** TEXT SECTION **
● ● ● ● ●

We also examined FedWeight’s capability in identifying influential features. Specifically, we evaluated the trained model by comparing its weights to a sparse reference model that simulates true influential features, using AUPRC as the evaluation metric. FedWeight models, when trained with density estimators such as VAE, VQ-VAE, and MADE, achieve comparable AUPRC results for detecting influential features (Supplementary Fig. 2b). All FedWeight models significantly outperform the baseline FedAvg, demonstrating their potentials to pinpoint important biomarkers for real-world applications (see “Detecting clinical features by FedWeight+SHAP analysis”).

Additionally, we computed the Pearson correlation between the weights of the reference model and the trained model. We observed that FedWeight exhibits a higher correlation with the reference model’s weights (Supplementary Fig. 2c). Therefore, FedWeight is more effective in capturing influential features, thus providing better model interpretability.

Predicting critical outcomes from eICU data

Accurately predicting critical clinical events can drastically improve patient outcomes, especially in the ICU. Inspired by prior studies^5,6,44,45, we conducted experiments to predict four outcomes, namely mortality, ventilator use, sepsis, and ICU length of stay, using the first 48 hours of data from the eICU dataset (see “Data preprocessing” in “Methods”). These outcomes were selected based on their clinical importance, task diversity, and prevalence in existing FL research. Each plays a key role in ICU care: mortality prediction supports early risk stratification; ventilator use and sepsis prediction enable timely intervention and resource planning; and ICU length of stay aids in discharge management and capacity planning. Moreover, the four outcomes cover both classification (mortality, ventilator use, sepsis) and regression (length of stay) tasks, as well as both fixed-point (mortality, length of stay) and sequential (ventilator use, sepsis) prediction settings. This diversity enables a comprehensive evaluation of model performance across varying clinical and algorithmic scenarios.

● ● ● ● ●

** SUPPLIED RECORDS **

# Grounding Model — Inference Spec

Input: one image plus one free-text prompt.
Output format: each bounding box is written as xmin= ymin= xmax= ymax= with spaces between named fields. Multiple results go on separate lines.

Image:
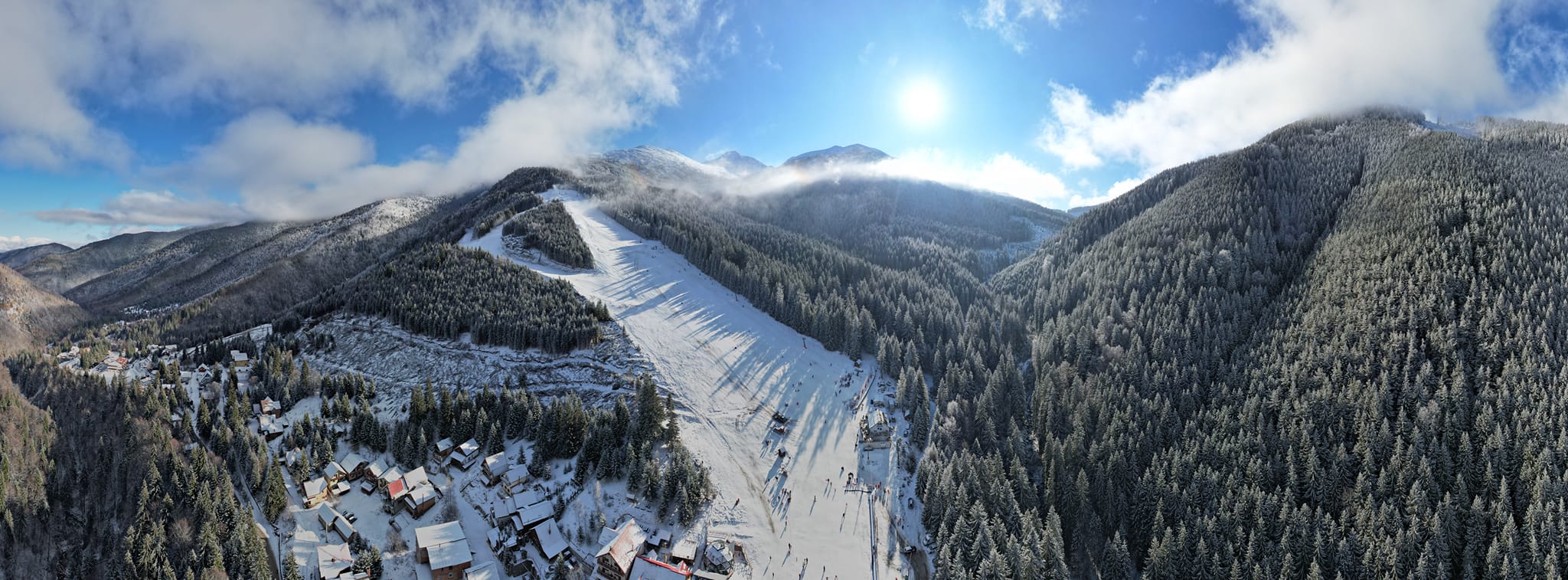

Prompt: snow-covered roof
xmin=387 ymin=480 xmax=407 ymax=500
xmin=462 ymin=562 xmax=501 ymax=580
xmin=669 ymin=538 xmax=696 ymax=559
xmin=533 ymin=517 xmax=566 ymax=559
xmin=403 ymin=467 xmax=430 ymax=487
xmin=425 ymin=538 xmax=473 ymax=571
xmin=518 ymin=502 xmax=555 ymax=528
xmin=304 ymin=478 xmax=326 ymax=496
xmin=404 ymin=483 xmax=436 ymax=505
xmin=511 ymin=489 xmax=544 ymax=511
xmin=594 ymin=519 xmax=648 ymax=571
xmin=626 ymin=558 xmax=691 ymax=580
xmin=414 ymin=522 xmax=467 ymax=549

● ● ● ● ●

** ASSIGNED TASK 1 **
Name every outcome that the FedWeight passage says was predicted from the eICU data.
** ASSIGNED TASK 2 **
Copy everything in the FedWeight passage from "Additionally, we computed" down to "better model interpretability.".

** WORKED SOLUTION 1 **
Mortality, ventilator use, sepsis, and ICU length of stay.

** WORKED SOLUTION 2 **
Additionally, we computed the Pearson correlation between the weights of the reference model and the trained model. We observed that FedWeight exhibits a higher correlation with the reference model’s weights (Supplementary Fig. 2c). Therefore, FedWeight is more effective in capturing influential features, thus providing better model interpretability.